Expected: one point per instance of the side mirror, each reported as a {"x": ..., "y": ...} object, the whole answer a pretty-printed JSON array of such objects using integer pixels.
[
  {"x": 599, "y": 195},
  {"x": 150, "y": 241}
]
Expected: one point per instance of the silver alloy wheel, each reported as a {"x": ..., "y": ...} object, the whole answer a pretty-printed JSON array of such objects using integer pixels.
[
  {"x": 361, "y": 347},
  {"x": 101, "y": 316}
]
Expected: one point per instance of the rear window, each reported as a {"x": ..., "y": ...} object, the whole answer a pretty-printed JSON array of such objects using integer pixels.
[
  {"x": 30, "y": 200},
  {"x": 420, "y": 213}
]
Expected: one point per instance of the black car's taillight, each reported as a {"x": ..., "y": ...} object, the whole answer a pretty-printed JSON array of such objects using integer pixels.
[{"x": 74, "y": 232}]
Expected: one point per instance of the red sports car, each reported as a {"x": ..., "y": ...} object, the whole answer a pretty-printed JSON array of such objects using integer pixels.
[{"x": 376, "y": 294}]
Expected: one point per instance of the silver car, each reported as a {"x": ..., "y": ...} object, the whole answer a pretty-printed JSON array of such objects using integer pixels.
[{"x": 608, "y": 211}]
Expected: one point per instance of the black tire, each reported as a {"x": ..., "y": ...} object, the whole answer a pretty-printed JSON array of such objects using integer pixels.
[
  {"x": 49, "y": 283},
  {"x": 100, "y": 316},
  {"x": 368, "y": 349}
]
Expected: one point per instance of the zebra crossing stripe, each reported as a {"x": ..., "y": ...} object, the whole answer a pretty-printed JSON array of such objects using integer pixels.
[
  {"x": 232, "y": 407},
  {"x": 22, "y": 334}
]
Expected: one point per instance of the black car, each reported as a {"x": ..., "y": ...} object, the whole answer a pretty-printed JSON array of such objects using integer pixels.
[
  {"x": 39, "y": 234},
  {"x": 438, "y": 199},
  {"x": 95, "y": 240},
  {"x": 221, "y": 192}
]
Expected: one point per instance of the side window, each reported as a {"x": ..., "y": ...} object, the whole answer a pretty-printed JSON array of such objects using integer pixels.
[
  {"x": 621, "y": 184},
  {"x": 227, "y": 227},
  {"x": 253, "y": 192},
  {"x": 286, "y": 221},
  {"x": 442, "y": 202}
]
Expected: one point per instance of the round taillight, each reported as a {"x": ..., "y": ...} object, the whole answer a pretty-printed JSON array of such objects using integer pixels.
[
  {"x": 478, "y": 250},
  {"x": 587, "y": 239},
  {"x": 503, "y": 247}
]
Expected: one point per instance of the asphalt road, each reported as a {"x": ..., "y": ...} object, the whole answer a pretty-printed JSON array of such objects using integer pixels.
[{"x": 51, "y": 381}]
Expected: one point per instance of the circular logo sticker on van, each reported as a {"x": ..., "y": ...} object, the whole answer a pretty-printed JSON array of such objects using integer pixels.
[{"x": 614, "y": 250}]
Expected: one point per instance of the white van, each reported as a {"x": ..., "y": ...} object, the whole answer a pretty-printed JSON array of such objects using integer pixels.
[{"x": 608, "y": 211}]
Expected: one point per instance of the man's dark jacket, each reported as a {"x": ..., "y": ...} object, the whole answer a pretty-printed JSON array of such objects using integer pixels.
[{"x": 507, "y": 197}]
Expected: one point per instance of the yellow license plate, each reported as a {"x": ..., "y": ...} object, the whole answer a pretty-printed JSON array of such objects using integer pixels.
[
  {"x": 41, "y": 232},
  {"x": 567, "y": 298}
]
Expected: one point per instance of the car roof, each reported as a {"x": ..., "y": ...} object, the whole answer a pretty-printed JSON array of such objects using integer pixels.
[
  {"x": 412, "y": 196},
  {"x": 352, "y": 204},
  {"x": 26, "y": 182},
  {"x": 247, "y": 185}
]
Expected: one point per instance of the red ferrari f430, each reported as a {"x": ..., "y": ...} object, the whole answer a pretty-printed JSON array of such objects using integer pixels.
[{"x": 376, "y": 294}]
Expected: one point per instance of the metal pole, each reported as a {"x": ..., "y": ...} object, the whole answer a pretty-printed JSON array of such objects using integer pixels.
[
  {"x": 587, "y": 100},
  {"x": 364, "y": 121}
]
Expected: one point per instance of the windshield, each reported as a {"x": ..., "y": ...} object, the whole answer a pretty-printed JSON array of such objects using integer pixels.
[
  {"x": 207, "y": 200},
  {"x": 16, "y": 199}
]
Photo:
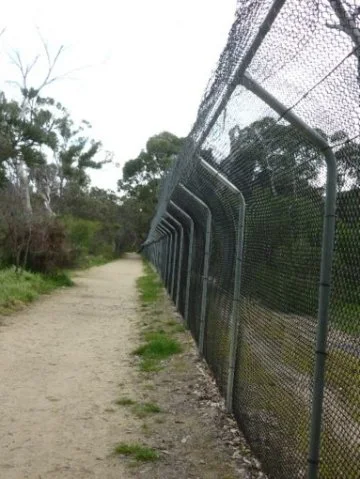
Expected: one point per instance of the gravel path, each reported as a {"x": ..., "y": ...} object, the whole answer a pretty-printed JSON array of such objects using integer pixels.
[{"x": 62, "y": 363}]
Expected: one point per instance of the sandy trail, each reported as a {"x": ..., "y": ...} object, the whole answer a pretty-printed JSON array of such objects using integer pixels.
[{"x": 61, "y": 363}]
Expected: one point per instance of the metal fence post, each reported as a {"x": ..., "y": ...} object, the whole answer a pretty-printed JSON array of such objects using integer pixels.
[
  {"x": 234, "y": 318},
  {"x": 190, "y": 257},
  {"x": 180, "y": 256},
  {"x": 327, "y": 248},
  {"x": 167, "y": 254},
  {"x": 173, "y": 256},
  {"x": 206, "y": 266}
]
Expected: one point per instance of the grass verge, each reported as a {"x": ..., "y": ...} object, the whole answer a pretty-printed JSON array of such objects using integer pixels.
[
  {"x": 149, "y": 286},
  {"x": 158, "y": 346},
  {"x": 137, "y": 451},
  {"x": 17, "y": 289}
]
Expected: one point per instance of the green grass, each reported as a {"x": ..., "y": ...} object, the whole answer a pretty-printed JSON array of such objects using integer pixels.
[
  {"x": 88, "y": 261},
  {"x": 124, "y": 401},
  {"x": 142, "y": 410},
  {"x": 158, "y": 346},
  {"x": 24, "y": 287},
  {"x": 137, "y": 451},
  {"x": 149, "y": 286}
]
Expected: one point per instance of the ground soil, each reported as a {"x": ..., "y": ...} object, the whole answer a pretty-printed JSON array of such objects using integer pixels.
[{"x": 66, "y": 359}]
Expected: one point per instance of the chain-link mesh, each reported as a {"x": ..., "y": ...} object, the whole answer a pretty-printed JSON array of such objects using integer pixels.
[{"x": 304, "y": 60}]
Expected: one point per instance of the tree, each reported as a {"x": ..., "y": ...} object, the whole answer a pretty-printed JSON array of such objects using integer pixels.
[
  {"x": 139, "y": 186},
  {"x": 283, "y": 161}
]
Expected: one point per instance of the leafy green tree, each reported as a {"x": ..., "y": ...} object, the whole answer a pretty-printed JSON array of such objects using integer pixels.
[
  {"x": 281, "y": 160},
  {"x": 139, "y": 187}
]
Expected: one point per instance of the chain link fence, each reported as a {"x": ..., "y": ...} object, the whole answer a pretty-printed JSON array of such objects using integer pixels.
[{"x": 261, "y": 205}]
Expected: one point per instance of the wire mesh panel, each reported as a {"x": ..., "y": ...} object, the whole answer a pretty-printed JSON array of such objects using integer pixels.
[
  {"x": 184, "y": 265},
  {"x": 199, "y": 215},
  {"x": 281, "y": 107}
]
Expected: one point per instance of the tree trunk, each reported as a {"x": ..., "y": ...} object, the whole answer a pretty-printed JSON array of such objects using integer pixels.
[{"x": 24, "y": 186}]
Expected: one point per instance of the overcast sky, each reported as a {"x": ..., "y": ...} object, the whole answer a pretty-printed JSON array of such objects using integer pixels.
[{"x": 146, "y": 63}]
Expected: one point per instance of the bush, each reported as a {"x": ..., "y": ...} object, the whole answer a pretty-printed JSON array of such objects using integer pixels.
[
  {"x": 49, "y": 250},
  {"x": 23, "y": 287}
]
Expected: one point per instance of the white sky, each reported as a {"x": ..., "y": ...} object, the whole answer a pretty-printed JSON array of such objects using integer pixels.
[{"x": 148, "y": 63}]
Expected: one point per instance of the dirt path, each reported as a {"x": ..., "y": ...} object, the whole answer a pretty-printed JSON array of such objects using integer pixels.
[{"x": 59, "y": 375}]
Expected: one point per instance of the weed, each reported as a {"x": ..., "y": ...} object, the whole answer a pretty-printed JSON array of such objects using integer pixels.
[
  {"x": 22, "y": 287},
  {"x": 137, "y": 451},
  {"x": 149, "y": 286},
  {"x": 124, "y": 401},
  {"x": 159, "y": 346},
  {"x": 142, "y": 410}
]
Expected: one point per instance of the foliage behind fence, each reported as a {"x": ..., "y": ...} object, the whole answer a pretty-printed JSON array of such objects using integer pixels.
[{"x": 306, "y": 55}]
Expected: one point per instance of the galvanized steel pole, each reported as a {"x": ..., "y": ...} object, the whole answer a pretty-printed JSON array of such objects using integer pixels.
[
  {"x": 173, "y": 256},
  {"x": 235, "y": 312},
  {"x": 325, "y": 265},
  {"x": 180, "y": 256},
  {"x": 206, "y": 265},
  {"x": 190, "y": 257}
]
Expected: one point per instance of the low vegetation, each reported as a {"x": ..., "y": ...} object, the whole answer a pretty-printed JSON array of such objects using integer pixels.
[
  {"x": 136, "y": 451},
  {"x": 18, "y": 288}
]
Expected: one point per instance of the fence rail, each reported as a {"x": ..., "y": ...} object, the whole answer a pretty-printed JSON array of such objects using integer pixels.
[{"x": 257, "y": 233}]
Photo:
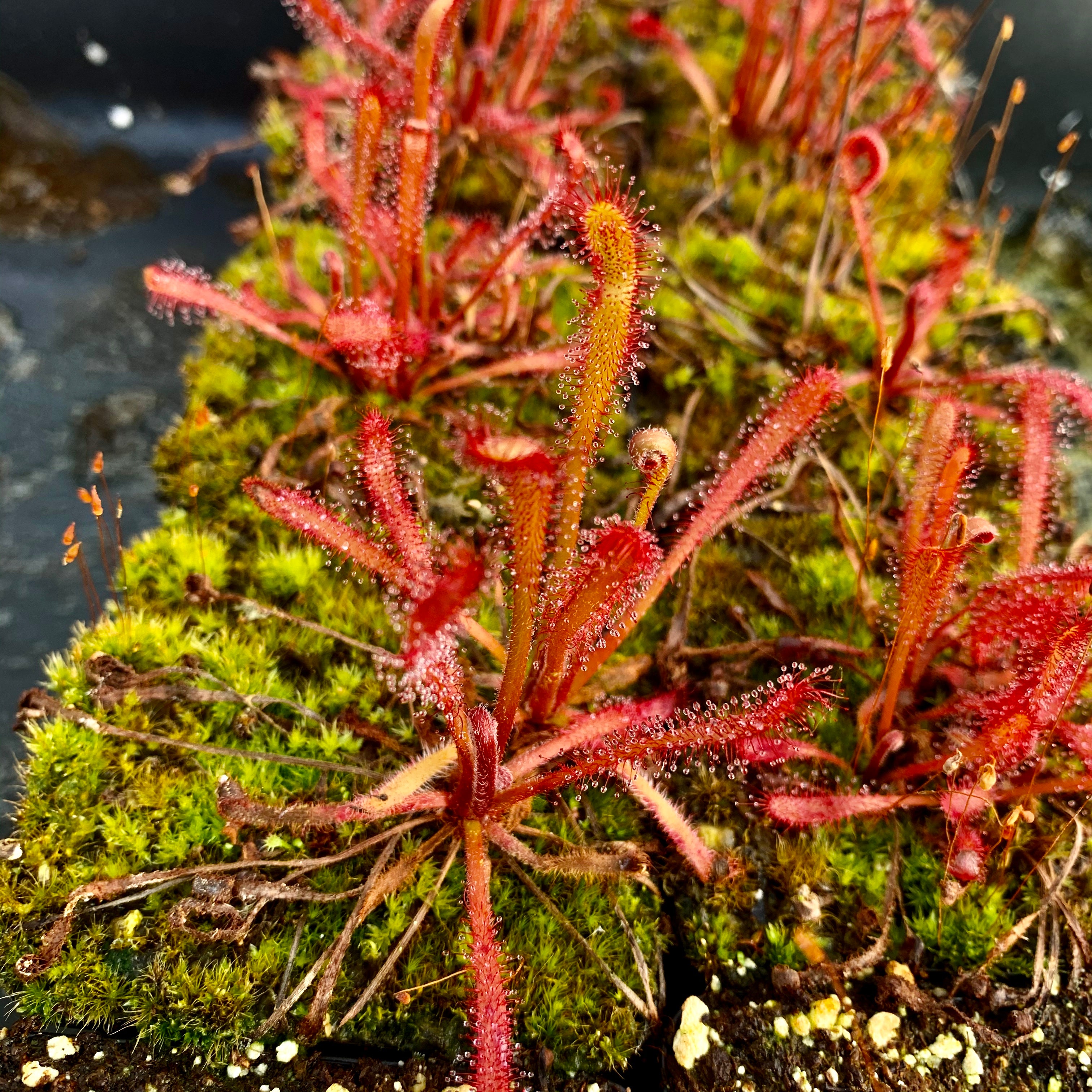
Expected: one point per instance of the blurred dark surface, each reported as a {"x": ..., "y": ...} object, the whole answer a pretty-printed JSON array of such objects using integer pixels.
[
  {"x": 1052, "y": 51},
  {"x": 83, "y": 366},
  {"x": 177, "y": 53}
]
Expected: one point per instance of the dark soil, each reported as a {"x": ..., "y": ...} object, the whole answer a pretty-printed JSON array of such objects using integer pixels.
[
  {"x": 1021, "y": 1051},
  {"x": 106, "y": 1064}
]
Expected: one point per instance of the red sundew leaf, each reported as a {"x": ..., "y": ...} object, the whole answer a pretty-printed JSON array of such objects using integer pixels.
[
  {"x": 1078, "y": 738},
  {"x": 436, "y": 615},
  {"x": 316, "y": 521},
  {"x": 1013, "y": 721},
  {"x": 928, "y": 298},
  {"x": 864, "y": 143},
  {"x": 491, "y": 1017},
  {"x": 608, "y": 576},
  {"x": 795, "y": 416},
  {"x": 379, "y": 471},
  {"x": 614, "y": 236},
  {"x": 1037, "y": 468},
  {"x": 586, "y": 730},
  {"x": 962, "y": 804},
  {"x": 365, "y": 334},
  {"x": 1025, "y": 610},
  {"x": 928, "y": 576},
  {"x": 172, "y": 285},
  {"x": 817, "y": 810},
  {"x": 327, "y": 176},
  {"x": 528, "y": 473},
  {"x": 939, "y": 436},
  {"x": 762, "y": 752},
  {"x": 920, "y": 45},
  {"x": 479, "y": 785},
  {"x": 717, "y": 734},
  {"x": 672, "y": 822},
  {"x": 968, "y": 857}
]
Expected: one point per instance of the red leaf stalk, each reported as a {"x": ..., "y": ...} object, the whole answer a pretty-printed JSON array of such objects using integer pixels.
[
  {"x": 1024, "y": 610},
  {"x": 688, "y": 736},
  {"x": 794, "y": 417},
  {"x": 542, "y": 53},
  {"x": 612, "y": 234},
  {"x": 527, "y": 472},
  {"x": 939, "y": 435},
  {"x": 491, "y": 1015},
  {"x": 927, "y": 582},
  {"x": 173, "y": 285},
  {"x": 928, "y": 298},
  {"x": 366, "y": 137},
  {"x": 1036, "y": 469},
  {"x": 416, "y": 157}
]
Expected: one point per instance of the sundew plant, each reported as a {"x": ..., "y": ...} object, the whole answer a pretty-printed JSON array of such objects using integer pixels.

Your objective » Pull out every line from the one with "Expected: one point per instance of the red leaf" to the end of the listing, and output only those.

Solution for this exercise »
Expected: one point per instance of the red leaf stalk, each reported as a {"x": ..., "y": ...} object, the whole answer a pretty-printed JSON array of such objects using integer pixels.
[
  {"x": 1024, "y": 610},
  {"x": 688, "y": 736},
  {"x": 794, "y": 417},
  {"x": 542, "y": 53},
  {"x": 612, "y": 234},
  {"x": 527, "y": 472},
  {"x": 939, "y": 435},
  {"x": 491, "y": 1015},
  {"x": 927, "y": 582},
  {"x": 173, "y": 285},
  {"x": 928, "y": 298},
  {"x": 366, "y": 137},
  {"x": 1036, "y": 469},
  {"x": 416, "y": 157}
]
Expected: one point per instance of the sundew plant, each reported as a {"x": ..., "y": ...} object, the whole answer a pretty-printed JSON array of such objects using integer pixels.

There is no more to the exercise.